## ACTIVITY
An exact copy of the listing is what is needed; please output it in full.

## DATASET
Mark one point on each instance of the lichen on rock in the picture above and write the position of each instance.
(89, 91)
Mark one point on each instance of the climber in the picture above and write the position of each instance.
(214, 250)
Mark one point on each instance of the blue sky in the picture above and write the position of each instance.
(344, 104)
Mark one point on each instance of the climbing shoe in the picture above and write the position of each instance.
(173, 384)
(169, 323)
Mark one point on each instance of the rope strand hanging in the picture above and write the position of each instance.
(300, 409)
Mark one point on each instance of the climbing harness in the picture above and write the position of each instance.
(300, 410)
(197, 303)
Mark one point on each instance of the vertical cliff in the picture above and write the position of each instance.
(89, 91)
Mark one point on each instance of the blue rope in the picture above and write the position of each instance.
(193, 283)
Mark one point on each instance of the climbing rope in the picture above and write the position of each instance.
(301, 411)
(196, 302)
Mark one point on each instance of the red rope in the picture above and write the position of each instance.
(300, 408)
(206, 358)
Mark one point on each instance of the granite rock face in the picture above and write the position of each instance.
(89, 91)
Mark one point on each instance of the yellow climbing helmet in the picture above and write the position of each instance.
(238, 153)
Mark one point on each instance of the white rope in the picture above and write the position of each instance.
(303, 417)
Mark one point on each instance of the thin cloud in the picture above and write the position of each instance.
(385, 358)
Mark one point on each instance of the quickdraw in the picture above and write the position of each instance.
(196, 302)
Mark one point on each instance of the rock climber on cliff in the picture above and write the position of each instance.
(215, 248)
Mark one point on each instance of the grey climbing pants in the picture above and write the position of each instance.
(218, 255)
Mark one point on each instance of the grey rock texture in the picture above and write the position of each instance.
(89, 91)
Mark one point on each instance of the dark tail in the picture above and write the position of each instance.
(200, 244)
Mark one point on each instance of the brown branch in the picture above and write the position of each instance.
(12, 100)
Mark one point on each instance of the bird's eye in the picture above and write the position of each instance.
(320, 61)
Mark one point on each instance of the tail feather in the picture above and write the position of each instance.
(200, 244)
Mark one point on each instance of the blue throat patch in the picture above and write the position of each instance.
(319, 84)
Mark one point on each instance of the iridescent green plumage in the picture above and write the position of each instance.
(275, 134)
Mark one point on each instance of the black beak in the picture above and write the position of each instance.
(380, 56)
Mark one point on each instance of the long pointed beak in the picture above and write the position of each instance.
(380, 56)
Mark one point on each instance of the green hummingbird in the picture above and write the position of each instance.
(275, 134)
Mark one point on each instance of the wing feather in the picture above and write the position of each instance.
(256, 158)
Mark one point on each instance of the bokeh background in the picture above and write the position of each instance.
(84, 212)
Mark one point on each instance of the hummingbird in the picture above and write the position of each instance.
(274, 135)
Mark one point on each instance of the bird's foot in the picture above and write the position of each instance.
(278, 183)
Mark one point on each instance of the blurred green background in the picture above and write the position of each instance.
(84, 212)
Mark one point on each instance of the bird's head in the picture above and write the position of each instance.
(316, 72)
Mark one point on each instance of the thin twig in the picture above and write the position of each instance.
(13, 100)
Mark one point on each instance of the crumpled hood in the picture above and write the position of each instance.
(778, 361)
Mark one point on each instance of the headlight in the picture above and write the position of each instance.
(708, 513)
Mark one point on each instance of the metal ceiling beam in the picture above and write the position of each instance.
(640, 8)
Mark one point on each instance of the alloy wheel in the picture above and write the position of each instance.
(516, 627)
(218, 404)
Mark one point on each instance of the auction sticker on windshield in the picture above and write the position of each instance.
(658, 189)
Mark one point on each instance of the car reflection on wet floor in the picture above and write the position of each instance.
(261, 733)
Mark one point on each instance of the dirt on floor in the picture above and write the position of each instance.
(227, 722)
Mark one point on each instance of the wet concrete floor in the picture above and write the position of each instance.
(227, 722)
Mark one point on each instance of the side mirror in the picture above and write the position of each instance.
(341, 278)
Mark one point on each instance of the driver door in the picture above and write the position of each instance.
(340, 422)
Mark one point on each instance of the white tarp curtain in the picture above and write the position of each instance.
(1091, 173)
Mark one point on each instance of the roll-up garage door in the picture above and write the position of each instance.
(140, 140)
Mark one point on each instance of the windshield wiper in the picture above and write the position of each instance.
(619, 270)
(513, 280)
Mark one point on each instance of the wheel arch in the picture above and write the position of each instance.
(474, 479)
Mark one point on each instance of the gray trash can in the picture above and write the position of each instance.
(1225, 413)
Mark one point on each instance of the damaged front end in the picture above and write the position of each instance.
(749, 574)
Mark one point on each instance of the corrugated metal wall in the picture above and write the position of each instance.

## REPLY TO THE EXERCISE
Mark one point on each instance of the lichen on rock in the picture above and write the position of each instance.
(89, 91)
Mark one point on each instance of the climber in the picture above and write the position of each instance.
(214, 250)
Mark one point on each instance of the blue sky in the picture above and write the position of each instance.
(344, 104)
Mark one point on each instance of the climbing shoe in the picture above and write the position of each instance.
(173, 384)
(169, 323)
Mark one point on each instance of the rope strand hanging in the picture above and write the position of each instance.
(300, 409)
Mark one point on each instance of the climbing harness in the picture above and write the position of each instance.
(300, 410)
(197, 303)
Mark one point on each instance of the vertical cliff in the picture above and write the position of each instance.
(89, 91)
Mark one point on each instance of the blue rope in the picture above and write the position of each instance.
(193, 283)
Mark one point on each instance of the climbing rope in the picture above and write the position of each instance.
(301, 411)
(196, 302)
Mark one point on each instance of the red rope in the picture above and write the position of each instance.
(300, 408)
(206, 358)
Mark one point on each instance of the granite rock face in the picture above and write the position of each instance.
(89, 91)
Mark one point on each instance of the yellow climbing helmet in the picture above and write the position of each instance.
(238, 153)
Mark one point on each instance of the white rope in the picture above and write the position of each instance.
(303, 417)
Mark one point on each instance of the thin cloud in the picture above and write the position of each instance.
(385, 358)
Mark one point on each instance of the quickdraw in the picture above and write the position of each instance.
(196, 302)
Mark one point on each instance of the rock climber on cliff in the picture above and write the position of each instance.
(215, 248)
Mark one point on each instance of the grey climbing pants in the picture above and write the position of each instance.
(218, 255)
Mark one point on each instance of the grey rock texture in the picture above and write the position of each instance.
(89, 91)
Mark one point on each instance of the dark tail in the picture above and write the position of each instance.
(200, 244)
Mark one point on each instance of the brown branch in the picture above and write the position of each instance.
(12, 100)
Mark one point on each instance of the bird's eye in the picture above and write the position of each instance.
(320, 61)
Mark one point on each instance of the tail feather in the picture above and write the position of each instance.
(200, 244)
Mark one point on each instance of the blue throat patch in the picture above and write the position of each instance.
(319, 84)
Mark one point on each instance of the iridescent green plumage in the picture above and write the position of each instance.
(275, 134)
Mark one point on each instance of the black beak in the picture above and write the position of each instance.
(380, 56)
Mark one point on each instance of the long pointed beak in the picture above and write the position of each instance.
(380, 56)
Mark one point on each instance of the green hummingbird in the picture above and write the position of each instance.
(275, 134)
Mark one point on each instance of the wing feather in the picture above and write the position of each instance.
(256, 158)
Mark one point on each instance of the bokeh background in the picture above and write the position of each instance.
(84, 212)
Mark one point on each instance of the hummingbird in the picture above and write the position of each instance.
(274, 135)
Mark one point on each instance of the bird's foot in the picture above and write the position of each instance.
(278, 183)
Mark one point on each instance of the blurred green background in the picture above and write the position of each instance.
(84, 212)
Mark one point on each instance of the bird's head in the picture above and write the position of each instance.
(316, 72)
Mark one point on each instance of the thin twig in the picture above and write the position of each instance.
(13, 100)
Mark one point on each instance of the crumpled hood in the picture above and write the position of each instance.
(778, 361)
Mark one point on each instance of the headlight in the picture above and write the position of each instance.
(708, 513)
Mark one point on each instance of the metal ceiling beam in the picture above and write the position of each instance.
(640, 8)
Mark one point on each instance of the alloy wheel in the picture above and write the position of each instance.
(516, 627)
(218, 404)
Mark one point on each instance of the auction sticker on windshield in the picture above and write the position of each instance.
(658, 189)
Mark one point on each instance of the car reflection on wet floor in the picture above and write the position of each instance.
(261, 733)
Mark one point on each instance of the dirt on floor in the picture above and write the position of each instance.
(227, 722)
Mark one point on each instance of the wet concrete floor in the picture above and write the position of each instance.
(227, 722)
Mark one point on each instance of the side mirror in the picture above and write the position of each instance.
(341, 278)
Mark one point on each instance of the driver door in the picture above and write the position of each instance.
(340, 422)
Mark one point on each instance of the white tarp curtain in the picture above and write the position of each instance.
(1091, 173)
Mark one point on each instance of the roll-up garage door in the picture above and write the position of each instance.
(140, 140)
Mark one point on each instance of the windshield wiper in the picture above and write the position of each instance.
(619, 270)
(513, 280)
Mark one point on each instance of the wheel arch in the picture above and write the position of each instance.
(474, 479)
Mark one point on each instance of the gray trash can in the picture above and write the position of each instance.
(1225, 413)
Mark one point on each instance of the damaged front end in the picture above and write the position of each instance.
(749, 574)
Mark one point on each instance of the corrugated metal wall in the picture above and write the position of each instance.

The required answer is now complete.